====== DATA LISTING

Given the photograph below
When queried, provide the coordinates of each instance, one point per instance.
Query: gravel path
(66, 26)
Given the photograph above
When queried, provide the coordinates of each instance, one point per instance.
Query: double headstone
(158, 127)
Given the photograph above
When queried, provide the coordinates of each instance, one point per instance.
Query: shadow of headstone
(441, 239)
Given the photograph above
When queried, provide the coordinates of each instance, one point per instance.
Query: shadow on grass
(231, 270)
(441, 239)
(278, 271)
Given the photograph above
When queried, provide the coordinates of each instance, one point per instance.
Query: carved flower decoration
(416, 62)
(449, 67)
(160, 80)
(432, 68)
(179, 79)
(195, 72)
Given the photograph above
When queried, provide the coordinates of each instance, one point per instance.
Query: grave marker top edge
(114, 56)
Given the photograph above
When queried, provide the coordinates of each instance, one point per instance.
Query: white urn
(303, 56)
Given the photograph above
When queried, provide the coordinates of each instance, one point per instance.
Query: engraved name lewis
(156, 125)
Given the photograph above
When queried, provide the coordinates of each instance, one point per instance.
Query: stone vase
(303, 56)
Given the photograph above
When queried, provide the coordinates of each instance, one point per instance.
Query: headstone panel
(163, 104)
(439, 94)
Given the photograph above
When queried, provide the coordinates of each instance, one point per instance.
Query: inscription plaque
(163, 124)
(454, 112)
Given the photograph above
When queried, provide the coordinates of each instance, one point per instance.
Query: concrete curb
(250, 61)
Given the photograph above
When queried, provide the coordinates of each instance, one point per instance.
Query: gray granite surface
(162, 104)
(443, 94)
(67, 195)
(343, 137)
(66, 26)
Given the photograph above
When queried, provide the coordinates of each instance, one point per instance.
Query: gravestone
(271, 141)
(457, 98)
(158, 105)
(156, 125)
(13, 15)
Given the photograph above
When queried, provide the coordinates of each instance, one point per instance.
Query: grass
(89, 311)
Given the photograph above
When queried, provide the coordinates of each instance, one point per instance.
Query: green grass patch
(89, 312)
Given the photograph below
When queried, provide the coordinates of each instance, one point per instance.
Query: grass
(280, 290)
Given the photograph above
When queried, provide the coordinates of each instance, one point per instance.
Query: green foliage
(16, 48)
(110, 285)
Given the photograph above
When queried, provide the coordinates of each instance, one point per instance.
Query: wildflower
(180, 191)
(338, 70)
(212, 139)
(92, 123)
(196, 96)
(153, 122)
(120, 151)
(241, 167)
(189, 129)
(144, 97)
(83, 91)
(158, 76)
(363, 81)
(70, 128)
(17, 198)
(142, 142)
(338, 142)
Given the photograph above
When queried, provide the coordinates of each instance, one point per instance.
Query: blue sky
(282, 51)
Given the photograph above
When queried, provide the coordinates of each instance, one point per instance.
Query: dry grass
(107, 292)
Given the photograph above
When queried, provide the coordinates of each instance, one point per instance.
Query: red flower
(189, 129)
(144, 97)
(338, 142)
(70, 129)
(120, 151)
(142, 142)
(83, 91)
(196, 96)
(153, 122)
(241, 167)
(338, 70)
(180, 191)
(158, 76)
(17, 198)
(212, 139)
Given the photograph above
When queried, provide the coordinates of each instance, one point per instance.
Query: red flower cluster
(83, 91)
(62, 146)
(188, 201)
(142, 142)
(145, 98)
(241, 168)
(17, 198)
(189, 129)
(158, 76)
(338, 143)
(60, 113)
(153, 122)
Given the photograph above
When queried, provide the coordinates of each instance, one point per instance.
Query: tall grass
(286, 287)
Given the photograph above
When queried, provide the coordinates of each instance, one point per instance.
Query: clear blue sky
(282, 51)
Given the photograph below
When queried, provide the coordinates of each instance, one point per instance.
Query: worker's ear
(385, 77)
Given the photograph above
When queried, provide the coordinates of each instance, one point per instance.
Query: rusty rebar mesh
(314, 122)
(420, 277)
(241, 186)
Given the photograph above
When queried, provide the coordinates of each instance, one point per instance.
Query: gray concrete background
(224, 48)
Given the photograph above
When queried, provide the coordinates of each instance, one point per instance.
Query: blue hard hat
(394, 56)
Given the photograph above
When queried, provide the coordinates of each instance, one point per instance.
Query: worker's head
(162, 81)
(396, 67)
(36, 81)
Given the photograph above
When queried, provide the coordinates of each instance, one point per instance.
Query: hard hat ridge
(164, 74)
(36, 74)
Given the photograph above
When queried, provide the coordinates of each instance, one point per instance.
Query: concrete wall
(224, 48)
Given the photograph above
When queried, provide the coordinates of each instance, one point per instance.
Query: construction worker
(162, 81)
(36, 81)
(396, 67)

============

YOUR GOAL: With nothing added or dropped, retype the listing above.

TASK SOLUTION:
Given the photograph below
When queried, provide the coordinates of each instance, one point per instance.
Query: gravel path
(66, 26)
Given the photograph above
When queried, provide the coordinates of each instance, one point per instance.
Query: double headstone
(158, 127)
Given the photograph above
When queried, provide the coordinates of each instance, one point per instance.
Query: shadow of headstone
(441, 239)
Given the photograph above
When queried, provide the coordinates of each instance, one point per instance.
Query: shadow on grass
(231, 270)
(441, 239)
(278, 271)
Given the photograph above
When queried, provide the coordinates of each instance, one point per instance.
Query: carved flower decoration
(416, 62)
(449, 67)
(160, 80)
(432, 68)
(179, 79)
(195, 72)
Given the photograph above
When queried, provide the coordinates of each instance, one point per instance.
Query: grave marker top edge
(114, 56)
Given the photograph above
When queried, provide the coordinates of each instance, one point per instance.
Query: white urn
(303, 56)
Given the photograph above
When queried, provide the coordinates of each instance, one point per instance.
Query: engraved name lewis
(156, 125)
Given the photograph above
When queried, provide the coordinates of each instance, one point per instance.
Query: stone vase
(303, 56)
Given the photograph above
When queried, provide the coordinates of each instance, one point per instance.
Query: headstone panel
(163, 104)
(439, 94)
Given the photograph above
When queried, provide the coordinates of each instance, one point per instance.
Query: inscription plaque
(163, 124)
(454, 112)
Given the photograph above
When queried, provide the coordinates of each instance, one point per instance.
Query: concrete curb
(250, 61)
Given the photograph above
When queried, provide the coordinates of each instance, one point per instance.
Query: gray granite surface
(162, 104)
(443, 94)
(67, 195)
(343, 137)
(66, 26)
Given the photograph above
When queried, provide the coordinates of each instance, one point per instance.
Query: gravestone
(271, 141)
(457, 98)
(158, 105)
(156, 125)
(13, 15)
Given the photograph above
When queried, provide the coordinates of each instance, one point per instance.
Query: grass
(89, 311)
Given the photograph above
When queried, provide the coordinates of each instance, one point per instance.
Query: green grass patch
(89, 312)
Given the photograph below
When queried, provide the coordinates of each instance, one point per instance.
Query: grass
(280, 290)
Given the photograph above
When queried, provide the coordinates of each instance, one point per instance.
Query: green foliage
(16, 48)
(110, 285)
Given the photograph above
When queried, provide the coordinates of each instance, one point per instance.
Query: wildflower
(180, 191)
(338, 70)
(212, 139)
(92, 123)
(196, 96)
(153, 122)
(120, 151)
(241, 167)
(189, 129)
(144, 97)
(83, 91)
(158, 76)
(363, 81)
(70, 128)
(17, 198)
(142, 142)
(338, 142)
Given the photograph above
When queried, provide the coordinates of each instance, one point per instance.
Query: blue sky
(282, 51)
Given the photograph above
When queried, provide the coordinates of each instance, one point per instance.
Query: dry grass
(107, 292)
Given the photograph above
When queried, provide the coordinates of each instance, one point per instance.
Query: red flower
(189, 129)
(144, 97)
(338, 142)
(70, 129)
(120, 151)
(142, 142)
(83, 91)
(196, 96)
(153, 122)
(241, 167)
(338, 70)
(180, 191)
(158, 76)
(17, 198)
(212, 139)
Given the photograph above
When queried, provide the coordinates of each instance, one point per instance.
Query: red flower cluster
(83, 91)
(62, 146)
(188, 201)
(142, 142)
(145, 98)
(241, 168)
(17, 198)
(189, 129)
(158, 76)
(338, 143)
(60, 113)
(153, 122)
Given the photograph above
When queried, provide the coordinates of each instance, one point per instance.
Query: tall grass
(286, 287)
Given the photograph above
When queried, provide the coordinates of each instance, one point per instance.
Query: clear blue sky
(282, 51)
Given the photograph below
When queried, provide the coordinates of each instance, one point per instance.
Query: worker's ear
(385, 77)
Given the photograph above
When queried, provide the coordinates of each instance, one point per instance.
Query: rusty rebar mesh
(314, 122)
(420, 277)
(241, 186)
Given the photograph above
When queried, provide the coordinates of each instance, one point per instance.
Query: gray concrete background
(224, 48)
Given the photograph above
When queried, provide the coordinates of each instance, one point per instance.
Query: blue hard hat
(394, 56)
Given the photograph above
When queried, provide the coordinates of each instance, one point per instance.
Query: worker's head
(162, 81)
(396, 67)
(36, 81)
Given the photograph above
When queried, provide the coordinates of each instance, one point per instance.
Query: hard hat ridge
(164, 74)
(36, 74)
Given the photograph above
When queried, provide the coordinates of each instance, one point per instance.
Query: concrete wall
(224, 48)
Given the photograph above
When queried, provide the coordinates of each instance, one point per instance.
Query: construction worker
(162, 81)
(36, 81)
(396, 67)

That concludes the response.